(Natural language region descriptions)
————

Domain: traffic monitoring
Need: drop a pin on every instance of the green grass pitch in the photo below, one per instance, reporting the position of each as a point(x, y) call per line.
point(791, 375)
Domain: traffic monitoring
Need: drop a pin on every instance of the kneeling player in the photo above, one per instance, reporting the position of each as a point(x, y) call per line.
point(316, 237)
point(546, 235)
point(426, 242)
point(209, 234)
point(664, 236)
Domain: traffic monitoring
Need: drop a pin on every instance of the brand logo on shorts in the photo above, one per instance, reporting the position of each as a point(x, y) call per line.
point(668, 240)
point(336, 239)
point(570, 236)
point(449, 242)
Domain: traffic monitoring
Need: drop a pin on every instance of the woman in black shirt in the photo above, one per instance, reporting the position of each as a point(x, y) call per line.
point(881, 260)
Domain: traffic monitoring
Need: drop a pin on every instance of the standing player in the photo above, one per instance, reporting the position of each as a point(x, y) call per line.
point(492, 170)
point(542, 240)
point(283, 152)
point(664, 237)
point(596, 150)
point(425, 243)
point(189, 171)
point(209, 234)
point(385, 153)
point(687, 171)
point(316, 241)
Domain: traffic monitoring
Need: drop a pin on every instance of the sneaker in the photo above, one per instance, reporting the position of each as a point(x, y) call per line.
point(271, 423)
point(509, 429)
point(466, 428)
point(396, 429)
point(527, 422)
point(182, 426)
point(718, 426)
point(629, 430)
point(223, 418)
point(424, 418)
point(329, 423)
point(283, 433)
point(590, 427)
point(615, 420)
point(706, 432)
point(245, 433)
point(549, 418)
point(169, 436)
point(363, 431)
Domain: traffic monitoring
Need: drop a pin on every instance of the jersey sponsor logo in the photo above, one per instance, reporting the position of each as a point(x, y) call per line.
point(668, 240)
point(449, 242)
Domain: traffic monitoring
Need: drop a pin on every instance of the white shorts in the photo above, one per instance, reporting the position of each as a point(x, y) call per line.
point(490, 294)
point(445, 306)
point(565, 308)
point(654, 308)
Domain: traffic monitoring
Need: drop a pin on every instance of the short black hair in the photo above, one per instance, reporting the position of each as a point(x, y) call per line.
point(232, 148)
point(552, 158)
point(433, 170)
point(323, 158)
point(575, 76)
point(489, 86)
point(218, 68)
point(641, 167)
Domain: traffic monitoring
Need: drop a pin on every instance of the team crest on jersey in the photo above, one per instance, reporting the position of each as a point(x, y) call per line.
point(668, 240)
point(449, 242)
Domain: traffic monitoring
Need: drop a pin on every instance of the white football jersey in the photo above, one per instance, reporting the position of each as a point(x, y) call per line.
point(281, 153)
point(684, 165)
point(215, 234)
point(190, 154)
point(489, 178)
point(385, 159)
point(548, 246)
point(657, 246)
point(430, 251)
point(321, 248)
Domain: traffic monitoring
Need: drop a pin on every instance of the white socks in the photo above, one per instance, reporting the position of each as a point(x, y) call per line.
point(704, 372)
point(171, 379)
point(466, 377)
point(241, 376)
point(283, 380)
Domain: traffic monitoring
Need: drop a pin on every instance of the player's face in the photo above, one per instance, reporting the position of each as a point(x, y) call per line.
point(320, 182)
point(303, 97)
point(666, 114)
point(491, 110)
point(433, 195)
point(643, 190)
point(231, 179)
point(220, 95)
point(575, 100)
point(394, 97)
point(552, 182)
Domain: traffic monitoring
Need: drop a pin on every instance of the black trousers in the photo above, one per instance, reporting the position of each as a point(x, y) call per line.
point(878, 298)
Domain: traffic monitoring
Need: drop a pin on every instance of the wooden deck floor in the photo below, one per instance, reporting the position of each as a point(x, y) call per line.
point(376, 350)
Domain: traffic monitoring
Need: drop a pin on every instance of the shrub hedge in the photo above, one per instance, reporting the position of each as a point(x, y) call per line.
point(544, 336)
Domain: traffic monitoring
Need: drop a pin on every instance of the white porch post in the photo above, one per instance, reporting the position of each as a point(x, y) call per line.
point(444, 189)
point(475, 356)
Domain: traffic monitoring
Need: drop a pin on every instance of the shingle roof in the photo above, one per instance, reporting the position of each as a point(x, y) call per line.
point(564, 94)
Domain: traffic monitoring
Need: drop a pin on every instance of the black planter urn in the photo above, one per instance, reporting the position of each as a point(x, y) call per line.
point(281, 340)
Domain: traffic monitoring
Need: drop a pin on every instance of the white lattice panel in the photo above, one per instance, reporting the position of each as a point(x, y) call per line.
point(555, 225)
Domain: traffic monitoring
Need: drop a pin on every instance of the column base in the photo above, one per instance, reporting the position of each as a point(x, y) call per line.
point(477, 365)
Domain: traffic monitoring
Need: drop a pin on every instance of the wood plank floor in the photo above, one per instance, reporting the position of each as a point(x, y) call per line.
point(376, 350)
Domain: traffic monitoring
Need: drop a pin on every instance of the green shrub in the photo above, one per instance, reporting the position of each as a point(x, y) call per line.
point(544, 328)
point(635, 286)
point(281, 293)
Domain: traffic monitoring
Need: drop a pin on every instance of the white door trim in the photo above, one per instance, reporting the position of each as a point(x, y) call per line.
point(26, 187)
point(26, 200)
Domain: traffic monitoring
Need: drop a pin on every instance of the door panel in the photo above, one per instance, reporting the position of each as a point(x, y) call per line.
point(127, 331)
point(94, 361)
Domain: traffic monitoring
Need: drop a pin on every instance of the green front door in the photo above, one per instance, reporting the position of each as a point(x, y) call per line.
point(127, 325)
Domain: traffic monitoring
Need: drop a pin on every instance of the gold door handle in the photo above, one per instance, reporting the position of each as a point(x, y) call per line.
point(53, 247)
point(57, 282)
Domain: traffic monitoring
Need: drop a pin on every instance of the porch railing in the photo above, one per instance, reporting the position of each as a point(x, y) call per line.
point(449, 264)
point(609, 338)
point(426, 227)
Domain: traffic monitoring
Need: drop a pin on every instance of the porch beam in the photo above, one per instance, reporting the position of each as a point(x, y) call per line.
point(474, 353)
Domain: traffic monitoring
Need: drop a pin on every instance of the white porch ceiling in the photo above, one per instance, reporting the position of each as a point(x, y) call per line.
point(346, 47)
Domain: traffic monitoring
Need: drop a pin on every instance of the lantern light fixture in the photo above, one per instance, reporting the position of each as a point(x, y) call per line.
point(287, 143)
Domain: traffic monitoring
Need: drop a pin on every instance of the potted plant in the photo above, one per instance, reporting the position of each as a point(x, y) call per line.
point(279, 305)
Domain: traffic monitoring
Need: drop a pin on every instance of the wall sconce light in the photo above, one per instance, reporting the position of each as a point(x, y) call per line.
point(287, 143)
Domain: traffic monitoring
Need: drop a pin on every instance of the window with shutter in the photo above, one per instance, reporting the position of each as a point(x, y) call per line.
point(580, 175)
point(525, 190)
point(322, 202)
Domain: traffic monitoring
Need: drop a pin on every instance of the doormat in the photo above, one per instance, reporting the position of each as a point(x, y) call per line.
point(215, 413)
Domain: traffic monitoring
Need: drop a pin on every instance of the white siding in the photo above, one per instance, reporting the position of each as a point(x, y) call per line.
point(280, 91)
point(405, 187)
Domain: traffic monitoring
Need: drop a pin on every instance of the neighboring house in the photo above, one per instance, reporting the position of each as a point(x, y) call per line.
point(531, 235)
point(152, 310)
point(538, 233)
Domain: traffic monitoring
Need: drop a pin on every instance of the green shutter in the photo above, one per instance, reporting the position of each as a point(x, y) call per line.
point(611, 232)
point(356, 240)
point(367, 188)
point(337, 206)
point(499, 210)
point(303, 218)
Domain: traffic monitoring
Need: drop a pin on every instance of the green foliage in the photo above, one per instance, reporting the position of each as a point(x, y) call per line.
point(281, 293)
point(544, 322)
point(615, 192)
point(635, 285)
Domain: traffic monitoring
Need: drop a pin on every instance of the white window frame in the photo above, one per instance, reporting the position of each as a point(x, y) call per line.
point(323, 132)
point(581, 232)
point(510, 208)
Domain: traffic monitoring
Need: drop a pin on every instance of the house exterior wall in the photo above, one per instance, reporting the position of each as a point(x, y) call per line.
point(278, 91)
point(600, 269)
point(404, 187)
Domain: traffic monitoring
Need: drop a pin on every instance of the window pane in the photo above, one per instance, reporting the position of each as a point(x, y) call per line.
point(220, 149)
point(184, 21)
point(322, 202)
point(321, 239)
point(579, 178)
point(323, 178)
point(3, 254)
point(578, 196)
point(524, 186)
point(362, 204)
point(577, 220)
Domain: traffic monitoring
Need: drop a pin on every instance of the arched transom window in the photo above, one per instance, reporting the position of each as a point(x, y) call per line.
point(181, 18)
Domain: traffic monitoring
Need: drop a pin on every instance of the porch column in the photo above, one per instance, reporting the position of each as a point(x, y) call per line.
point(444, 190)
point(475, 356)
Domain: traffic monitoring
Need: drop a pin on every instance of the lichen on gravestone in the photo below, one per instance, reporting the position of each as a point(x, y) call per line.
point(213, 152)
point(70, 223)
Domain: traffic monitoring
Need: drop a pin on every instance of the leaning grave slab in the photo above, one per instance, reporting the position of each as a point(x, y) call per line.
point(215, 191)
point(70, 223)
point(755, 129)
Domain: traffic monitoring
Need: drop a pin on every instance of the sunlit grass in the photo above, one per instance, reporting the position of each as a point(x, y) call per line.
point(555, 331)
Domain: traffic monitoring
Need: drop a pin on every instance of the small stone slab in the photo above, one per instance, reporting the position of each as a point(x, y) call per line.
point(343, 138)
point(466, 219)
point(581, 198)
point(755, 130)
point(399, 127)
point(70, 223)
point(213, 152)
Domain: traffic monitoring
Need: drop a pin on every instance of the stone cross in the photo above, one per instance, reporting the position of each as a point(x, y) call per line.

————

YOUR OBJECTIVE:
Set down nothing but the lines from the one containing "Need: drop a pin on every instance of the small" through the end of the entries above, exactly as written, both ends counted.

ANSWER FOR THE TASK:
Need: drop a pin on every instance of the small stone slab in the photo above, one per instance, reporting the position of each as a point(x, y) call per line.
point(343, 138)
point(466, 219)
point(581, 198)
point(755, 130)
point(399, 127)
point(70, 223)
point(213, 152)
Domain: traffic monitoring
Need: drop a pin on every instance of the stone cross in the photo above, one per instance, reporting the position of each as a point(x, y) call per line.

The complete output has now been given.